*Selection:*
Closed nadahlberg closed 1 year ago
I guess it is because you are saving the gradients of the model, as well as the weights of the model. For caching training steps, to resume later, gradients are needed. But they would not be there on the hf pretrained models.
@darraghdog thanks for the suggestion! I checked it out and it doesn't seem like these finetuned models have grads. After poking around a bit I think the issue is that the original seems to have been trained with mixed precision whereas from_pretrained defaults to loading the model with float32 tensors.
Will mark this as closed, but to anyone else who comes across this and wants to preserve the original model size after finetuning you can load the model as such:
model = AutoModel.from_pretrained('microsoft/deberta-v3-base', torch_dtype=torch.float16)
On HF, deberta-v3-large is 800mb: https://huggingface.co/microsoft/deberta-v3-large
But after even a few steps of MLM training the saved model is 1.6gb: https://colab.research.google.com/drive/1PG4PKYnye_F1We2i7VccQ4nYn_XTHhKP?usp=sharing
This seems true of many other finetuned versions of DeBERTaV3 on HF (for both base and large size). It also doesn't seem specific to MLM: https://huggingface.co/navteca/nli-deberta-v3-large https://huggingface.co/cross-encoder/nli-deberta-v3-base/tree/main
Any idea why this is -- is it something to do with V3 itself? And does anyone know if the model size can be reduced again after traning?
Thanks!

*Listed records:*
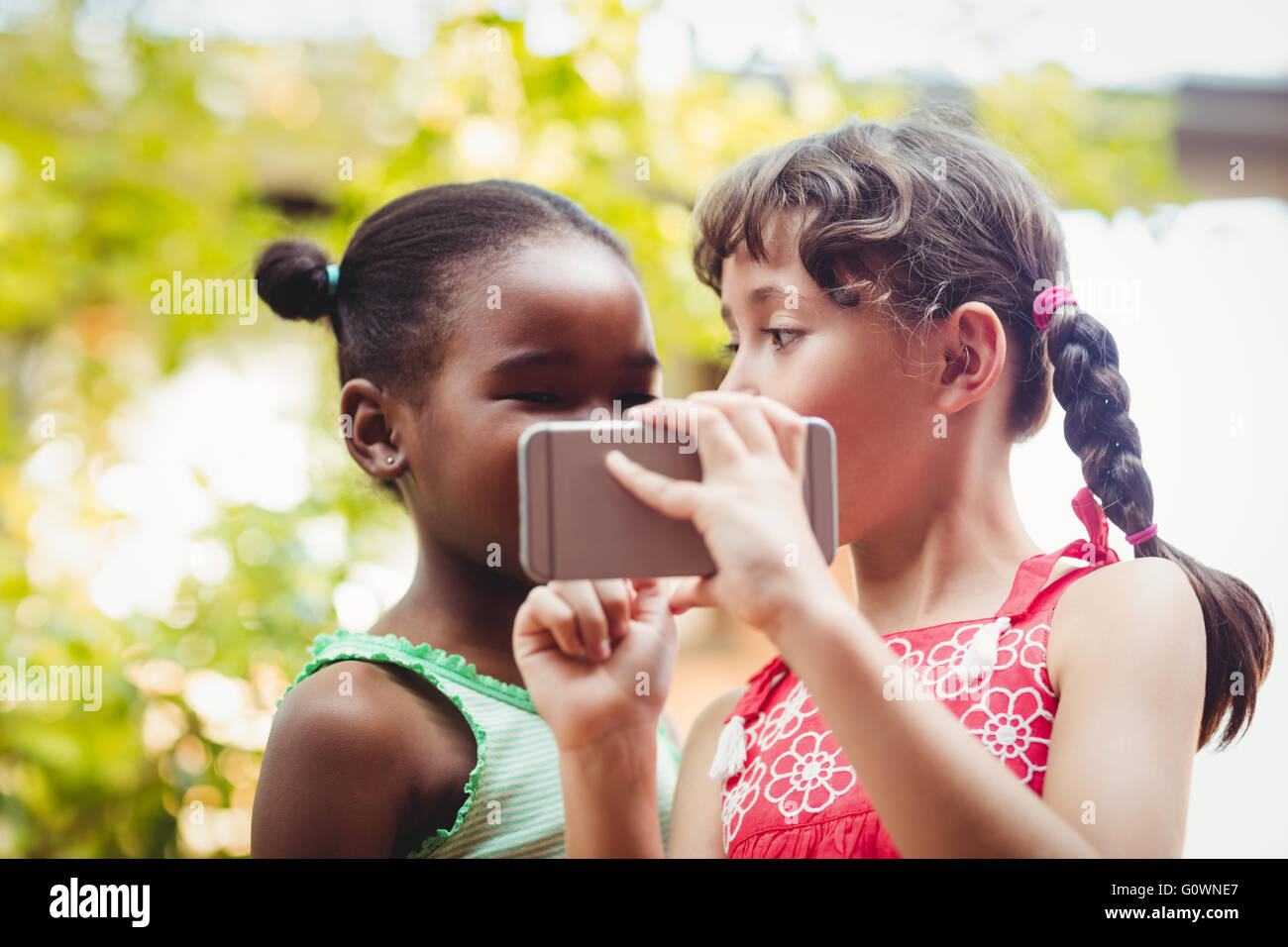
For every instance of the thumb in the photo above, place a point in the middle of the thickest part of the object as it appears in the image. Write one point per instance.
(649, 600)
(692, 592)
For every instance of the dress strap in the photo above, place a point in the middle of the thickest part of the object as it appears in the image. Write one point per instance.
(1034, 571)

*Given instruction A:* According to the thread, what size is deberta-v3-large on HF?
*Given instruction B:* In one to three sentences, explain why the thread says the finetuned model ends up larger than the original.
*Given instruction C:* Reproduce the part of the thread starting at "Will mark this" and ending at "again after traning?", switching "MLM" to "masked language modeling".
Rely only on the thread to answer.

*Correct output A:* It is 800mb.

*Correct output B:* The original model seems to have been trained with mixed precision. By default, from_pretrained loads the model with float32 tensors. To keep the original size after finetuning, the thread suggests loading the model with torch_dtype=torch.float16.

*Correct output C:*
Will mark this as closed, but to anyone else who comes across this and wants to preserve the original model size after finetuning you can load the model as such:
model = AutoModel.from_pretrained('microsoft/deberta-v3-base', torch_dtype=torch.float16)
On HF, deberta-v3-large is 800mb: https://huggingface.co/microsoft/deberta-v3-large
But after even a few steps of masked language modeling training the saved model is 1.6gb: https://colab.research.google.com/drive/1PG4PKYnye_F1We2i7VccQ4nYn_XTHhKP?usp=sharing
This seems true of many other finetuned versions of DeBERTaV3 on HF (for both base and large size). It also doesn't seem specific to masked language modeling: https://huggingface.co/navteca/nli-deberta-v3-large https://huggingface.co/cross-encoder/nli-deberta-v3-base/tree/main
Any idea why this is -- is it something to do with V3 itself? And does anyone know if the model size can be reduced again after traning?